------ Extract ------
DiPippa Named to Prostate Cancer Board
UALR William H. Bowen School of Law Dean John M.A. DiPippa has been named to the board of directors for the Arkansas Prostate Cancer Foundation (APCF) beginning Jan.1, 2010.
DiPippa was diagnosed with prostate cancer in January 2009, about a month before he was named dean of the Bowen School. He had successful surgery in March and is looking forward to using his experience as a survivor as a member of the board.
“The Arkansas Prostate Cancer Foundation does the incredibly important work of promoting awareness of the disease and encouraging men to seek screening and treatment,” DiPippa said. “About 28,000 men will die from prostate cancer this year, but the disease disproportionately affects African-American men who have about a 60 percent higher incidence rate of prostate cancer than white men and die at a rate 240 percent higher.
Access to screening and treatment should be universal. Unfortunately, Arkansas has significantly higher prostate cancer incidence rates and mortality rates than the national average. We have to address the reasons for these higher rates, including ineffective cancer education, barriers to screening and treatment, and personal or financial obstacles. We must also remember that prostate cancer affects a man’s entire family; those supporters also need reliable information and support.”
------ Provided data ------
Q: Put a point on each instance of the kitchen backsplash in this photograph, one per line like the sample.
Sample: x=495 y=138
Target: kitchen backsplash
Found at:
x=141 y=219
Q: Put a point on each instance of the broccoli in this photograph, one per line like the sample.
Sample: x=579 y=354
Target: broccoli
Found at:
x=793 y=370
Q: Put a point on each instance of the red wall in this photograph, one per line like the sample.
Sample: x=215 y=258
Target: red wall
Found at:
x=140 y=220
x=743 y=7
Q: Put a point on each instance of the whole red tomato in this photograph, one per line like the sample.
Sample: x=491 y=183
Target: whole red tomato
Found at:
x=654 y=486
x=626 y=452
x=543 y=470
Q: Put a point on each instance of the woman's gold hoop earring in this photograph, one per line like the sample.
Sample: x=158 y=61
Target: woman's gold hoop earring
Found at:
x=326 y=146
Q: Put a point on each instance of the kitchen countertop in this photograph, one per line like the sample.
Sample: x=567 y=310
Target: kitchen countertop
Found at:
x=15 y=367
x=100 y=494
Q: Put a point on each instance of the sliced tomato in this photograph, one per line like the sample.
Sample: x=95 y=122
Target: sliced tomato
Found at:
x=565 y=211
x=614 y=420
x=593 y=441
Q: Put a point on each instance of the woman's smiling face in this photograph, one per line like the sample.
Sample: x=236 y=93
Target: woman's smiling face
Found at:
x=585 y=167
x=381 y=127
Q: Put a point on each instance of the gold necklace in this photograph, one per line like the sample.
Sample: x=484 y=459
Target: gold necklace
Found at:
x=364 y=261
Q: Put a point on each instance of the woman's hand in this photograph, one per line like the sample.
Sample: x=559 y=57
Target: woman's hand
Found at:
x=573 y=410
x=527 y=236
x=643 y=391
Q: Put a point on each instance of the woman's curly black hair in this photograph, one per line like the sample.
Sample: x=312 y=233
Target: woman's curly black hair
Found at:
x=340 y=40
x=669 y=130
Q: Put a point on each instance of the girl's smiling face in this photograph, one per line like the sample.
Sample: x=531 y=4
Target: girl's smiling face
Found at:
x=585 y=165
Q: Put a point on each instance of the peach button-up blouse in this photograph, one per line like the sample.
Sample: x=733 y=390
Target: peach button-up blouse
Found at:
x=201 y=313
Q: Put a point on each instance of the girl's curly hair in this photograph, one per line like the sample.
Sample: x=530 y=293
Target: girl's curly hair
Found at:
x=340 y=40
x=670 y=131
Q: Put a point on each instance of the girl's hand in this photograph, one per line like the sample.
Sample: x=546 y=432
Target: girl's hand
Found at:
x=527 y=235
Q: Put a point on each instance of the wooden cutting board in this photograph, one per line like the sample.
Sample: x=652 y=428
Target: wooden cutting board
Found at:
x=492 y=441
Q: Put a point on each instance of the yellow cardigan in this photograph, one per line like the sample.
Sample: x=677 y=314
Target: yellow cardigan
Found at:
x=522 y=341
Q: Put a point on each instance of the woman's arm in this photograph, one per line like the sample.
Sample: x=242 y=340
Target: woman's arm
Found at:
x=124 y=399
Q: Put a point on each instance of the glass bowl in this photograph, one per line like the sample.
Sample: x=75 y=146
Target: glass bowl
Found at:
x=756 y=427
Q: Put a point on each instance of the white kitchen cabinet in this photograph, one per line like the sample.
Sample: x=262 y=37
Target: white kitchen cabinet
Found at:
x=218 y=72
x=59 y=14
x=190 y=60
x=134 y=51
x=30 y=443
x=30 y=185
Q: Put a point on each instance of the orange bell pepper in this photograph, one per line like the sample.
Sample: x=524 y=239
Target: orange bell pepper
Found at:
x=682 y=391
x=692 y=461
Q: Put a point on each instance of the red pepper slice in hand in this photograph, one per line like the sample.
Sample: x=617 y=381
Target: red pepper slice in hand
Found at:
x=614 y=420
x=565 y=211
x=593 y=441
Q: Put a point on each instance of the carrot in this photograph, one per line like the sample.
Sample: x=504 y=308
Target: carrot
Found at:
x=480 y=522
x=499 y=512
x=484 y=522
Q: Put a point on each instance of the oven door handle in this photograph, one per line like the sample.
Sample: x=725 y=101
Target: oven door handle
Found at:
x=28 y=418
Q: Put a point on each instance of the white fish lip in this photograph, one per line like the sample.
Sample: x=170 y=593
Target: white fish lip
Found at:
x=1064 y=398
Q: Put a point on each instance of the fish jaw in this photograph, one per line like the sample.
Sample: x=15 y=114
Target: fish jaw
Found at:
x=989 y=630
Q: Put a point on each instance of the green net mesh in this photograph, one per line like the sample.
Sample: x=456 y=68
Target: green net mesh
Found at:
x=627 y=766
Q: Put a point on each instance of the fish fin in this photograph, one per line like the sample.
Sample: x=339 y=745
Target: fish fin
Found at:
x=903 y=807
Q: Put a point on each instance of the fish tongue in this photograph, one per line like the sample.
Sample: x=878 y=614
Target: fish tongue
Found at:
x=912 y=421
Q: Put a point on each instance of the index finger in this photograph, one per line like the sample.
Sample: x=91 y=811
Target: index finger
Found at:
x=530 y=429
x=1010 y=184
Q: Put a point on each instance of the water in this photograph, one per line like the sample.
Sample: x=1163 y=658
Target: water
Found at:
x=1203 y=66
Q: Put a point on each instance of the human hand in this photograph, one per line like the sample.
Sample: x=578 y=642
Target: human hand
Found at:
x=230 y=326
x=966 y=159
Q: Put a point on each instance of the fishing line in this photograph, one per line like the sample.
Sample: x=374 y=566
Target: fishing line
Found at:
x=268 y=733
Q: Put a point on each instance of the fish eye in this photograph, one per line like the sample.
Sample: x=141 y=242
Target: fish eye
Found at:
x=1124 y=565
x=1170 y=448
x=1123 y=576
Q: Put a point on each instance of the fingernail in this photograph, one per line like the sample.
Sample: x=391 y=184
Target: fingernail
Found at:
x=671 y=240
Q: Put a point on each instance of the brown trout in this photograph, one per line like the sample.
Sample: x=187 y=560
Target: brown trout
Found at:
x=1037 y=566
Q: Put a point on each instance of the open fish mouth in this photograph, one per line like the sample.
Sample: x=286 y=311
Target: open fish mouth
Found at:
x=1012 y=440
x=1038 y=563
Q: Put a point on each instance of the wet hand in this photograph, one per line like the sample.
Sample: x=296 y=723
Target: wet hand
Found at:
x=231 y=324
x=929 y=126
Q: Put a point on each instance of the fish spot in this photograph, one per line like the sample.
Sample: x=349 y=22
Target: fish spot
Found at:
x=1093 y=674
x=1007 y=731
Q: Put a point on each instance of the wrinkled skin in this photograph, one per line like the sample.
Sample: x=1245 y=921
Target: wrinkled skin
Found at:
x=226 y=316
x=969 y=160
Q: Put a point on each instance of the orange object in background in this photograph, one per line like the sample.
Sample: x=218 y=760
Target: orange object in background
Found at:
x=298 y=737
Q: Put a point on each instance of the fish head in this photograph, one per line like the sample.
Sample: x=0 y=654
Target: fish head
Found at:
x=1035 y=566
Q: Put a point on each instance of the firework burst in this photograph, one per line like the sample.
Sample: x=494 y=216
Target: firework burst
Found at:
------
------ Provided data ------
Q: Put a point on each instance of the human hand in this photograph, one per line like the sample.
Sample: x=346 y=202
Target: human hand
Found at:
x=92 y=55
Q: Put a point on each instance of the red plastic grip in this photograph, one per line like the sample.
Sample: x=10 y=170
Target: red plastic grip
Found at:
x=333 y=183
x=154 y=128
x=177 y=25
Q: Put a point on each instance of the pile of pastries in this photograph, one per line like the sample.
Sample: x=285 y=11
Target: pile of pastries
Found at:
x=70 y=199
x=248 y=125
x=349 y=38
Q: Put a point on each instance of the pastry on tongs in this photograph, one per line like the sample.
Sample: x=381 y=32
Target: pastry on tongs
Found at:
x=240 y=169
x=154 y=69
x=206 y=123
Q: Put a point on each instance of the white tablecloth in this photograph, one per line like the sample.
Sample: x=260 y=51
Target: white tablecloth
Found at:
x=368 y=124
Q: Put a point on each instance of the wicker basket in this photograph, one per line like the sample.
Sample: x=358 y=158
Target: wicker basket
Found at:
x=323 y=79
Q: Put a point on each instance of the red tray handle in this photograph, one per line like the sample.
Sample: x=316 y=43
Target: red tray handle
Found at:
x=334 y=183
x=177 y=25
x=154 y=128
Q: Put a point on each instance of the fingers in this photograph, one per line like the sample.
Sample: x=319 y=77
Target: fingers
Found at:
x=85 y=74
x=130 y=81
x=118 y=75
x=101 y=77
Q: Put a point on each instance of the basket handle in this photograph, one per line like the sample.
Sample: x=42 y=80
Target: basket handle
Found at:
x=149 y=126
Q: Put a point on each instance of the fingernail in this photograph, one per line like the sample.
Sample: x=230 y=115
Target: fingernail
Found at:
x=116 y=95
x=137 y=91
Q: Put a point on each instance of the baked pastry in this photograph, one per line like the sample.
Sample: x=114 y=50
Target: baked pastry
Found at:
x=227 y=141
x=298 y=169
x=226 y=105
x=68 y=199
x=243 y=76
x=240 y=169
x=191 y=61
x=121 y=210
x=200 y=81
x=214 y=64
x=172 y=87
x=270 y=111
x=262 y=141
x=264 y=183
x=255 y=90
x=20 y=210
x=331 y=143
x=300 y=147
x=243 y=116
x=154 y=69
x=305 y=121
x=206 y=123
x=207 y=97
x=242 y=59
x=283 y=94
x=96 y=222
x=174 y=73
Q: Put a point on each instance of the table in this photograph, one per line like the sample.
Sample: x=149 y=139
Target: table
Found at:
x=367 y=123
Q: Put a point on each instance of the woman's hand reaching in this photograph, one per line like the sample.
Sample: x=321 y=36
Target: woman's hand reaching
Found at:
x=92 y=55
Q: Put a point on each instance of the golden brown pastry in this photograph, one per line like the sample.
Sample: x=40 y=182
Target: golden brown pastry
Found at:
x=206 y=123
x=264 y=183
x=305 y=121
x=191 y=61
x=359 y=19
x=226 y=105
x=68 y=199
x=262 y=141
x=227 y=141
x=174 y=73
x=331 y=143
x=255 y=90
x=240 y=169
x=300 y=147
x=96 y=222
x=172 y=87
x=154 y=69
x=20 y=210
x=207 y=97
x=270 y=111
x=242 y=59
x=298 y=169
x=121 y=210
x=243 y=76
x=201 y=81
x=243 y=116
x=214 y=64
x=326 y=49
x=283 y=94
------
[Questions to answer]
• 1. In the article on DiPippa's appointment to the prostate cancer board, why does DiPippa say Arkansas must address the reasons behind its prostate cancer rates? Answer in one to three sentences.
• 2. Decide whether each statement agrees with the article on DiPippa's board appointment. Answer yes or no, and quote the deciding words from the article.
(a) DiPippa was diagnosed with prostate cancer after he became dean of the Bowen School.
(b) DiPippa's surgery in March was successful.
(c) According to DiPippa, African-American men die from prostate cancer at a rate 60 percent higher than white men.
• 3. Continue the article on DiPippa's appointment to the Arkansas Prostate Cancer Foundation board, starting after its final sentence.

[Task responses]
• 1. Arkansas has significantly higher prostate cancer incidence and mortality rates than the national average. DiPippa says the state must therefore address the reasons for those higher rates, including ineffective cancer education, barriers to screening and treatment, and personal or financial obstacles.

• 2.
(a) No: "diagnosed with prostate cancer in January 2009, about a month before he was named dean of the Bowen School"
(b) Yes: "He had successful surgery in March"
(c) No: "die at a rate 240 percent higher"

• 3.
DiPippa joined the UALR faculty in 1983 and teaches constitutional law, legal profession, law and religion, interviewing and counseling, and the law of public service. He has also been involved with the University of Arkansas Clinton School of Public Service since it opened, teaching legal and ethical dimension of public service. He served as the law school’s associate dean from 1990 to 1993 and 2001 to 2008.
DiPippa was appointed as interim dean on July 1, 2008, and served in that capacity until his appointment as dean on Feb. 13, 2009. He is the co-author of “The Counselor-at-law: A Collaborative Approach to Client Interviewing and Counseling “ (2nd Ed. 2004), as well as articles in the areas of legal ethics and constitutional law.
The APCF was formed in 2000 by six community leaders and prostate cancer survivors and a Medical Advisory Committee of urologists, oncologists, and family physicians from around the state.